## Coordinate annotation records

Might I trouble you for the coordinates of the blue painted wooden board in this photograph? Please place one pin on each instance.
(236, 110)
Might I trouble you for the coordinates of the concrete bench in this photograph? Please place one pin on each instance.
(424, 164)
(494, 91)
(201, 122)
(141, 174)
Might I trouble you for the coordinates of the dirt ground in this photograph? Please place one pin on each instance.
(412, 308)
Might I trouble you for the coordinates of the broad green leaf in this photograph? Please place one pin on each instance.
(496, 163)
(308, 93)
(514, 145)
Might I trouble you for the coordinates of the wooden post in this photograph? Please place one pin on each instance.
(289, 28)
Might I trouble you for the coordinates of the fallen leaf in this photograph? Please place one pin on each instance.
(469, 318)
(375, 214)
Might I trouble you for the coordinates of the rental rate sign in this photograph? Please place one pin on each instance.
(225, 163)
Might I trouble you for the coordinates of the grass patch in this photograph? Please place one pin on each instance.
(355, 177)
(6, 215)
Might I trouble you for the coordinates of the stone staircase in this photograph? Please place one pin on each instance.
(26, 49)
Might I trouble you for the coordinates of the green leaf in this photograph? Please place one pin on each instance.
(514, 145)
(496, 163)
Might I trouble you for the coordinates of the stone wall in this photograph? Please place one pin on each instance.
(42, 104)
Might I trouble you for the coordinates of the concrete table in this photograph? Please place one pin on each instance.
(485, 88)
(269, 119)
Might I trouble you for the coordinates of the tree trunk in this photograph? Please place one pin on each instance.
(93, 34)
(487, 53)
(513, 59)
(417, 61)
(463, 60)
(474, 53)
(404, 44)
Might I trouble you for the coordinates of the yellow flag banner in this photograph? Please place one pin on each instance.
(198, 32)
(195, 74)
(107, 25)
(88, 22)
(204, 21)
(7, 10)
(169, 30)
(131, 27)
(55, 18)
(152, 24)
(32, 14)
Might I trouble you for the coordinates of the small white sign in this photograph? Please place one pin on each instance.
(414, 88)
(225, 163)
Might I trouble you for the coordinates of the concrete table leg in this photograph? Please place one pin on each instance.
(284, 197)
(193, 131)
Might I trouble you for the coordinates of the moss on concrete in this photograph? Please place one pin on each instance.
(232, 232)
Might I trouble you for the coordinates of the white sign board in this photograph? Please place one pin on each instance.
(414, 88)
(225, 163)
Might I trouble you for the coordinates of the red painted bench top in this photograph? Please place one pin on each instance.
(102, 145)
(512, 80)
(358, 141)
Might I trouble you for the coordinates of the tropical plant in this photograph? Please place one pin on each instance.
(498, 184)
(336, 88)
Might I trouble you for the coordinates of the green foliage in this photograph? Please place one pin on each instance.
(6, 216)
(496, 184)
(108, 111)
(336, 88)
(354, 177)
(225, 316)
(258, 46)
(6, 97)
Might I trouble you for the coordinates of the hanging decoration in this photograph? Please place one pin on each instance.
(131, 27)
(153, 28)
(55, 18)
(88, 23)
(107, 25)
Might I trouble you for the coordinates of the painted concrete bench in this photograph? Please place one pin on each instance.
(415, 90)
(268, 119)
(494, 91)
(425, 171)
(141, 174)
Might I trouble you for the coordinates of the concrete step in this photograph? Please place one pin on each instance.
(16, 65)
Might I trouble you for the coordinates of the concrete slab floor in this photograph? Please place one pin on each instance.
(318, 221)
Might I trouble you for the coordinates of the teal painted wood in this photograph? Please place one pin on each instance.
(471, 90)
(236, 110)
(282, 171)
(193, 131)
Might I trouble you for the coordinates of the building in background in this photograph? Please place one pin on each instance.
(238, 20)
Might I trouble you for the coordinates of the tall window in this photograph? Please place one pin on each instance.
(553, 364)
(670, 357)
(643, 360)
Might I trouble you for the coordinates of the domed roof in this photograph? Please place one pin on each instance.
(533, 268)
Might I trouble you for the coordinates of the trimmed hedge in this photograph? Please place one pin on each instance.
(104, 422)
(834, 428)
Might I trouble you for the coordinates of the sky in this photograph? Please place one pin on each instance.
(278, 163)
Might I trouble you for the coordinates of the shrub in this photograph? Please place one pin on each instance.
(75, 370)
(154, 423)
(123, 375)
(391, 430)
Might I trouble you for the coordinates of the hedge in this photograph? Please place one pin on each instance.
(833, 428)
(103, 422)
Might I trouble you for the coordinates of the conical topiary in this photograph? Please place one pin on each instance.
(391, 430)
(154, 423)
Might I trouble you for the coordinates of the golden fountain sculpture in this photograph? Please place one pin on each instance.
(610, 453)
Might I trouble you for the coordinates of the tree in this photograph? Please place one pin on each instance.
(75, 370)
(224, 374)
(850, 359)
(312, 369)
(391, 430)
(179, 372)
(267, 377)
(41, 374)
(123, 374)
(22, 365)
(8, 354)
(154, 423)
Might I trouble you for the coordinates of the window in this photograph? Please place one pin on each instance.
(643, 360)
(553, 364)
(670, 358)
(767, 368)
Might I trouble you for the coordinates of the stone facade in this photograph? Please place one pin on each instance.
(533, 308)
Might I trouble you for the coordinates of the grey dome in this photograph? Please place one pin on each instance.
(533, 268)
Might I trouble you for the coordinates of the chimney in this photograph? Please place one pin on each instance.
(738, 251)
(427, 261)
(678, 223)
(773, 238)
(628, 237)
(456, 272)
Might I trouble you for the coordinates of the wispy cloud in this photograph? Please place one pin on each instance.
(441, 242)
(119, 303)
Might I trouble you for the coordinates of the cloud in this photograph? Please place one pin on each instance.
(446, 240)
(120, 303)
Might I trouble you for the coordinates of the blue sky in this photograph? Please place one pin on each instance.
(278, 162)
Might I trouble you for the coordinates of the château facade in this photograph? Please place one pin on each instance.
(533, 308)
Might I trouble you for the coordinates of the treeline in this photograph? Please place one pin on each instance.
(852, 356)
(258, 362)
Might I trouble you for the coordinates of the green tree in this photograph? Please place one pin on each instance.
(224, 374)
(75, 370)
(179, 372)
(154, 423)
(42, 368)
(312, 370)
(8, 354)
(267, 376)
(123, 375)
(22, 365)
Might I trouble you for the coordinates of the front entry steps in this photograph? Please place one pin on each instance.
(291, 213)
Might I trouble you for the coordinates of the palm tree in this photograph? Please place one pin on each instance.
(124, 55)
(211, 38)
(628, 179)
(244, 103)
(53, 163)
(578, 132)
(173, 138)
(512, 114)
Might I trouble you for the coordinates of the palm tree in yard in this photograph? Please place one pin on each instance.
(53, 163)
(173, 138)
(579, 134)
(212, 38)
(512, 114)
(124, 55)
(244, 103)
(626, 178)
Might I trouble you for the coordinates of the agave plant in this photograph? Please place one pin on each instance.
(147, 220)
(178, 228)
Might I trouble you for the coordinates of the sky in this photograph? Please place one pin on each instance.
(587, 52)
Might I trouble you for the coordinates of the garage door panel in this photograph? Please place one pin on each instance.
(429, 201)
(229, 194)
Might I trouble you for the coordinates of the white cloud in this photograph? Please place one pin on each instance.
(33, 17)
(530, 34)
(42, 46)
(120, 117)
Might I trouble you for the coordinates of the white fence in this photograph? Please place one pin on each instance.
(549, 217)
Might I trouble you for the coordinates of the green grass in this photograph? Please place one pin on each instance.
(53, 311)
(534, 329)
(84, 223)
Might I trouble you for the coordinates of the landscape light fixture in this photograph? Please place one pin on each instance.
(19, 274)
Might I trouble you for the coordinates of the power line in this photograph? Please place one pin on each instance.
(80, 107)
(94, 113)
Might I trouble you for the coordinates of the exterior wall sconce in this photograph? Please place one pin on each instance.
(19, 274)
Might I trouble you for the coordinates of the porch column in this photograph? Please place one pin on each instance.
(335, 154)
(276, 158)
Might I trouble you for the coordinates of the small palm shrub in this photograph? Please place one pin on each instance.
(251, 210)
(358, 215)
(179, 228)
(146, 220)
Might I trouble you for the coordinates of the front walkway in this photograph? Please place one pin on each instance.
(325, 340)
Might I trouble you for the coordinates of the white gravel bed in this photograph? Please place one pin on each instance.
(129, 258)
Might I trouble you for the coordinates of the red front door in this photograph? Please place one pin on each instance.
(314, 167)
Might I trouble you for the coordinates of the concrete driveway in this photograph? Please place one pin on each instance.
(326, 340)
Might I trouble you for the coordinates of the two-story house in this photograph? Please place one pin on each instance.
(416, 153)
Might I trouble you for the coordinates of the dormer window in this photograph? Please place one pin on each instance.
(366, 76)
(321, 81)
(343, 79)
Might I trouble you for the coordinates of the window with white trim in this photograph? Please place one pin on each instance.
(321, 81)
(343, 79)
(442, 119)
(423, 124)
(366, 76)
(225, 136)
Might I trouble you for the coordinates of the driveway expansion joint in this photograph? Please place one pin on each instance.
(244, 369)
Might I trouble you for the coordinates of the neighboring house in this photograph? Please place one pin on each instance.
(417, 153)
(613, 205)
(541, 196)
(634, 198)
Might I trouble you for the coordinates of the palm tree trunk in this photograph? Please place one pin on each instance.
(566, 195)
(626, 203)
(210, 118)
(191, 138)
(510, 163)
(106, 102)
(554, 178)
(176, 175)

## REQUIREMENTS
Copy out exactly the lines between the line with "Might I trouble you for the coordinates of the porch" and the last line of the entries, counting both of those lines.

## CORRECT OUTPUT
Might I trouble you for the coordinates of the porch column in this photograph? Please place one pin on each instance.
(335, 154)
(276, 158)
Might I trouble you for the coordinates of the small palm shrub in this photograph? Please place one pin on each instance.
(251, 210)
(358, 215)
(179, 228)
(146, 220)
Might I trouble you for the coordinates of the front walkway in this photograph? Please place one pin on each instance.
(325, 340)
Might I trouble you for the coordinates of the white gravel bed in this photograph? Please place one pin on each instance.
(129, 258)
Might I trouble you for the coordinates of the red front door in this photograph? Please place one pin on each instance.
(314, 167)
Might I trouble you for the coordinates of the concrete driveway in this photograph? Please place one pin on each instance.
(326, 340)
Might I trouble you for the coordinates of the two-story house in this photograph? Please place one pin on each instance.
(416, 153)
Might I trouble you for the coordinates of the dormer window in this photograph? Please place one pin on each instance.
(366, 76)
(321, 81)
(343, 79)
Might I trouble you for the coordinates of the window with white trim in this photograph? Please place one pin on each instance.
(321, 81)
(343, 79)
(442, 119)
(423, 124)
(366, 76)
(225, 136)
Might I trouble you for the coordinates of the driveway expansion joint in this photograph? Please place one pin on each instance.
(244, 369)
Might I trouble you for the coordinates of the neighboring house in this photograph? Please place one pin on each instance.
(417, 153)
(613, 205)
(541, 196)
(634, 198)
Might I trouble you for the coordinates of the palm tree trunk in this photograph? Please place one pin on each instance.
(566, 195)
(626, 203)
(210, 118)
(191, 138)
(510, 163)
(106, 102)
(554, 178)
(176, 175)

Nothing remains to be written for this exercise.